[Itens armazenados do conjunto de dados]
——————

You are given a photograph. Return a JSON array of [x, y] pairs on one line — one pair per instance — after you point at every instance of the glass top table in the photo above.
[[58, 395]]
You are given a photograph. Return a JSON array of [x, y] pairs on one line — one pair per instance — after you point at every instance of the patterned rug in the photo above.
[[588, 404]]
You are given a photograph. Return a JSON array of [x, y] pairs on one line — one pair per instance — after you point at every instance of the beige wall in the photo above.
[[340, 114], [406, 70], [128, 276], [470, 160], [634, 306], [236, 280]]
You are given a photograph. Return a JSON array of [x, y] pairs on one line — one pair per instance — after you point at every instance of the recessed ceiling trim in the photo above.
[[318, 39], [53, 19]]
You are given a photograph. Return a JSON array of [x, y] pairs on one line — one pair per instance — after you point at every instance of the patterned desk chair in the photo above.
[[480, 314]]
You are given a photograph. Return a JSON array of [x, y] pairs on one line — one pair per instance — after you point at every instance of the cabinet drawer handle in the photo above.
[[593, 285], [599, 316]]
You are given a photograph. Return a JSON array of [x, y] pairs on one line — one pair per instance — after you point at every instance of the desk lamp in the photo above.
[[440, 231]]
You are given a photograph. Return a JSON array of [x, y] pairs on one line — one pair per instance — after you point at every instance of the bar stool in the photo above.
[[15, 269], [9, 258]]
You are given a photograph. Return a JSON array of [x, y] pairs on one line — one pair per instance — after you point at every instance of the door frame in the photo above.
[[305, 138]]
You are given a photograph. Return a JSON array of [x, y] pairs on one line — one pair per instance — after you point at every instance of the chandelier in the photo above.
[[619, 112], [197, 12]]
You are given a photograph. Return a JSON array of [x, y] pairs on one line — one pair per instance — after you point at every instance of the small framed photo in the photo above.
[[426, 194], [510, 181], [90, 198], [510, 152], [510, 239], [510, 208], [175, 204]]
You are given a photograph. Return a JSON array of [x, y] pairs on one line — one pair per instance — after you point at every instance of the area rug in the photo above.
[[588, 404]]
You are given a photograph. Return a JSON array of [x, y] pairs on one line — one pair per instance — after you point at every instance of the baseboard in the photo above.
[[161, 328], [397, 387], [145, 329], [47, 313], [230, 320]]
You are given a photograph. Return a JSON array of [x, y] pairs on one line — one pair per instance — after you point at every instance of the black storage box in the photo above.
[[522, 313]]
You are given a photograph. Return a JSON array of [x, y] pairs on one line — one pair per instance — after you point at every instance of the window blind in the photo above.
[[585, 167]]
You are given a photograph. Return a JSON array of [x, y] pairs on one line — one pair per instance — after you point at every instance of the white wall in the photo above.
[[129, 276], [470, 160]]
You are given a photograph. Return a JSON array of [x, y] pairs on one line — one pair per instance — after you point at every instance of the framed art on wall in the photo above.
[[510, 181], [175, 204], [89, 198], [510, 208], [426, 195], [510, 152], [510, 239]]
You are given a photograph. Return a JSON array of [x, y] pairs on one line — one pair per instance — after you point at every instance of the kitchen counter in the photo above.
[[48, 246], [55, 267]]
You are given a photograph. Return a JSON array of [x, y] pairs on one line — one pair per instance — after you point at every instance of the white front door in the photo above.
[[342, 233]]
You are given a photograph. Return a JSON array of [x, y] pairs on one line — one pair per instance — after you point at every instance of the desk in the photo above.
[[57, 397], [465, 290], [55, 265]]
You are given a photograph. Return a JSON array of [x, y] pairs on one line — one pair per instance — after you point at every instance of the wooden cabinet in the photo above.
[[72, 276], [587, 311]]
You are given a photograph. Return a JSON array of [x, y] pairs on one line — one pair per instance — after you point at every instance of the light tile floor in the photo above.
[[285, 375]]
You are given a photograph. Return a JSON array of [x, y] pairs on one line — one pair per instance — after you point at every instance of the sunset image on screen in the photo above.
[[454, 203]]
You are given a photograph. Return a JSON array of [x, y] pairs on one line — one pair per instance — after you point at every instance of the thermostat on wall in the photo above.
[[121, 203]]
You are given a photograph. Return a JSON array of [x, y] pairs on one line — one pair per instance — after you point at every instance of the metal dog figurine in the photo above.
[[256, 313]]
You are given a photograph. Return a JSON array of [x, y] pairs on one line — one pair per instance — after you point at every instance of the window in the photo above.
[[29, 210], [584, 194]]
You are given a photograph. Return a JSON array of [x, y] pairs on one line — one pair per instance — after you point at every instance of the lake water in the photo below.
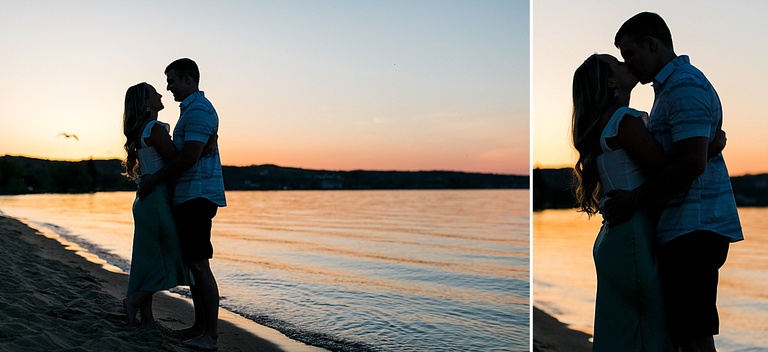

——————

§ Objetivo do exercício
Organize todas as linhas acima em uma lista JSON de strings, uma para cada linha e sem as linhas em branco. Não coloque as imagens na resposta.

§ Resposta do exercício
[
  "You are given a photograph. Return a JSON array of [x, y] pairs on one line — one pair per instance — after you point at every instance of the glass top table in the photo above.",
  "[[58, 395]]",
  "You are given a photograph. Return a JSON array of [x, y] pairs on one line — one pair per instance — after you point at every instance of the patterned rug in the photo above.",
  "[[588, 404]]",
  "You are given a photograph. Return a JSON array of [x, y] pairs on one line — one pair per instance — after you point at every instance of the beige wall in the photo above.",
  "[[340, 114], [406, 70], [128, 276], [470, 160], [634, 306], [236, 280]]",
  "You are given a photograph. Return a JSON array of [x, y] pairs on one line — one pair per instance — after you point at every instance of the recessed ceiling trim in the photo above.",
  "[[318, 39], [53, 19]]",
  "You are given a photograph. Return a JSON array of [x, y] pairs on one line — one pair per instance — after you point at every instance of the patterned desk chair in the photo above.",
  "[[480, 314]]",
  "You are given a photograph. Return a JSON array of [x, y] pairs on one line — one pair per instance — after you point at every instance of the cabinet drawer handle in the photo above.",
  "[[593, 285], [599, 316]]",
  "You are given a photograph. Return a JSON array of [x, y] pairs on one line — one pair per instance — after you point at every instance of the desk lamp in the photo above.",
  "[[440, 231]]",
  "You are given a photograph. Return a JSON array of [x, y] pairs on one line — one pair per instance — after you point at every instance of the bar stool in the photo above.",
  "[[15, 269], [9, 258]]",
  "You are given a photograph. Return a JSON array of [x, y] pairs on one line — one pair per instance — after you point at every instance of the door frame in the photo above.",
  "[[305, 138]]",
  "You are given a photograph. Return a JSON array of [x, y] pairs on one line — one pair per instance — after you point at every instance of the chandelier in the photo above.",
  "[[619, 112], [197, 12]]",
  "You are given a photograph. Return a JSON array of [x, y] pairs on one line — one pair per instance — after you point at every instance of the small framed photo in the photo above.",
  "[[426, 194], [510, 181], [90, 198], [510, 152], [510, 239], [510, 208], [175, 204]]",
  "You are given a photograph. Return a JSON array of [x, y] pairs on one line — one pair per instance — after you point at every instance of the area rug in the photo above.",
  "[[588, 404]]",
  "You are given a photograph. Return a JSON array of [x, y] pairs on one line — one pair per instance — after you point at every instance of the baseboard in the photo above.",
  "[[161, 328], [397, 387], [145, 329], [47, 313], [230, 320]]",
  "You are given a photograph. Return a JSON array of [x, y] pairs on one line — one pair per instance — after you point at every instance of the black storage box in the photo above.",
  "[[522, 313]]",
  "You are given a photograph. Return a JSON array of [x, y] pairs on one line — one pair per instance — after you point at every instance of the window blind in the photo above.",
  "[[585, 167]]",
  "You are given a photograph. Return a JSON array of [x, y] pairs on one line — one pair per instance — after you point at every instance of the white wall in the photo above.",
  "[[129, 276], [470, 160]]",
  "You are given a photograph. Return a JSON array of [x, y] pairs on one line — one pair per instance — after you point at every instance of the framed art on wall in the photo above.",
  "[[510, 181], [175, 204], [89, 198], [510, 208], [426, 195], [510, 152], [510, 239]]",
  "You are given a photograph. Return a JSON array of [x, y] pairs on one line — one pair per instance — after you point at every instance of the kitchen counter in the photo above.",
  "[[48, 246], [55, 267]]",
  "You are given a photograph. Return a JSON array of [x, y] pairs on one line — one pair per instance — after you point at every instance of the white front door in the photo above.",
  "[[342, 233]]",
  "You are given a photograph. Return a JSON array of [x, y] pairs on one line — one pair per instance — after you point at every instance of the desk in the photo above.",
  "[[57, 397], [465, 290], [55, 265]]",
  "You are given a photograph. Return a JSON array of [x, y] pairs on one line — one pair per instance — after you point at every instance of the wooden cabinet in the photo above.",
  "[[72, 276], [587, 311]]",
  "You are given a photograph. Return a JSON array of [x, y] pairs on one line — one pair per instance — after you point at every instance of the light tile floor in the photo above.",
  "[[285, 375]]",
  "You are given a photograph. Return a JSON array of [x, y] pairs on one line — one pair per instance — after you point at every instance of the sunset image on screen in the photo above.",
  "[[454, 203]]",
  "You are given a photograph. Return a JSON array of [x, y] pairs on one line — one pair per instance — after you point at every instance of the thermostat on wall in the photo above.",
  "[[121, 203]]",
  "You are given a photograph. Return a JSON array of [x, y] pairs on one line — one pair per instance — after you point at every instance of the metal dog figurine in the photo above.",
  "[[256, 313]]",
  "You are given a photograph. Return a JSON array of [x, y] pairs on one line — one pair per instance — after you point at every instance of the window in the photo above.",
  "[[29, 210], [584, 194]]",
  "You are given a photograph. Return a JSON array of [x, y] pairs on one line — one pair per instance — after you point at every instance of the lake water in the photo below."
]